Continue the passage about the US military's tests of mild electrical brain stimulation as a replacement for caffeine, picking up after its final sentence.

**Selected passage**
■ ■ ■

The Boston Globe reports that the US military is exploring passing mild electrical current through the brain as a replacement for soldiers' coffee and energy drinks, especially during long stretches of mind-numbing drone surveillance or data monitoring. Over the last few years, researchers at the Wright-Patterson Air Force Base have been at the forefront of the project, conducting tests that give healthy volunteers electrical stimulation treatments that are currently used to alleviate depression and other conditions. In one test, subjects were kept awake for 30 hours, staying alert with either caffene, electrical stimulation, or nothing.

Biomedical engineer Andy McKinley tells the Globe that subjects given stimulation in the test performed twice as well at the end of the period than those who had received nothing, while caffeine had "tanked." Another study, published last year, tested how well participants performed when asked to search and identify targets. In some scenarios, those who received electrical stimulation were better able to learn and complete the tasks, although the exact effects were far from clear.

■ ■ ■

**Extracted data**
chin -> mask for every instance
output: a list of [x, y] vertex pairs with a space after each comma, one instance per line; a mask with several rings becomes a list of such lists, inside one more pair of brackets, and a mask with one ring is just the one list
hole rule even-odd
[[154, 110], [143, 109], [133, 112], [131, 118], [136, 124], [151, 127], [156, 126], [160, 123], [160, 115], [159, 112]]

■ ■ ■

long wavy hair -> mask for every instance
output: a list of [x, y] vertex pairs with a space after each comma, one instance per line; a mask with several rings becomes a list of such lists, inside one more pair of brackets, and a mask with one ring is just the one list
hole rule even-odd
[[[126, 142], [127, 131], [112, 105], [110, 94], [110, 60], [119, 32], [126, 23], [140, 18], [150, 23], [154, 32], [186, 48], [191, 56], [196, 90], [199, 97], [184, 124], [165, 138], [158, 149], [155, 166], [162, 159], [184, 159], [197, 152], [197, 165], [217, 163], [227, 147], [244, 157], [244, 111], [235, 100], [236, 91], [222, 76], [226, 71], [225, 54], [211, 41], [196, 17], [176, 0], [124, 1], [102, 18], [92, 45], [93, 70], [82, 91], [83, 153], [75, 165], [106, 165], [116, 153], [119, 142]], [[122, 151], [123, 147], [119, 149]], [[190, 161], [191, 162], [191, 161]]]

■ ■ ■

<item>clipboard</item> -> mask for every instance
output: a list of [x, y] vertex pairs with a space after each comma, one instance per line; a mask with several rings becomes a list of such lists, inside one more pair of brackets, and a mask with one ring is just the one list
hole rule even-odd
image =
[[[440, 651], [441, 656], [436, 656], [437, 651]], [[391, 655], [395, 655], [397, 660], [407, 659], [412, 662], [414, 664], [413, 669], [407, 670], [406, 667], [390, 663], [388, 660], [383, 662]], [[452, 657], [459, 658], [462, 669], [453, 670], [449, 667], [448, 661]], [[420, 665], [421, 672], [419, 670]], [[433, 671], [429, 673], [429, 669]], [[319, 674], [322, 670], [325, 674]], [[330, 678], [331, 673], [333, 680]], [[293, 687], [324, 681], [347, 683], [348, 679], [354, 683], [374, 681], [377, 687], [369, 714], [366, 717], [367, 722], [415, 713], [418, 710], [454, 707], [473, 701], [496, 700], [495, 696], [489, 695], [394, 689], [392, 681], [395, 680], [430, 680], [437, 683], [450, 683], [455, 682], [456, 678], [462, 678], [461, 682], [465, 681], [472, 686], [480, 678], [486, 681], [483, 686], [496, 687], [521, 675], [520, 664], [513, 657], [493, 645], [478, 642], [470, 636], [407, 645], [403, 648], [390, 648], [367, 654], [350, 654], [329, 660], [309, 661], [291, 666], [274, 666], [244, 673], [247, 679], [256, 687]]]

■ ■ ■

**Written reply**
Use on healthy subjects is still a new field

Lindsey McIntire, one of the researchers involved, said that stimulation avoided the jitters and other side effects caffeine can produce. That's still not necessarily comforting to people whose image of electrical therapy comes from One Flew Over the Cuckoo's Nest. The current, however, is drastically lower than early shock treatments, and it's carefully released into certain areas of the brain. Subjects have described it as a mild tingling or burning sensation. But like many psychiatric treatments, it's still imprecise, and it's rarely been used on healthy subjects, especially for long periods of time.

Right now, researchers don't plan to apply the technology outside military use. But the idea of jump-starting your brain with electrical stimulation has already caught on in many places. Defense research wing DARPA has already tested using it to speed up training and improve alertness, and the idea of shocking yourself smart has proven irresistible to DIY body hackers. For everybody else, though, it's probably no substitute for your morning coffee.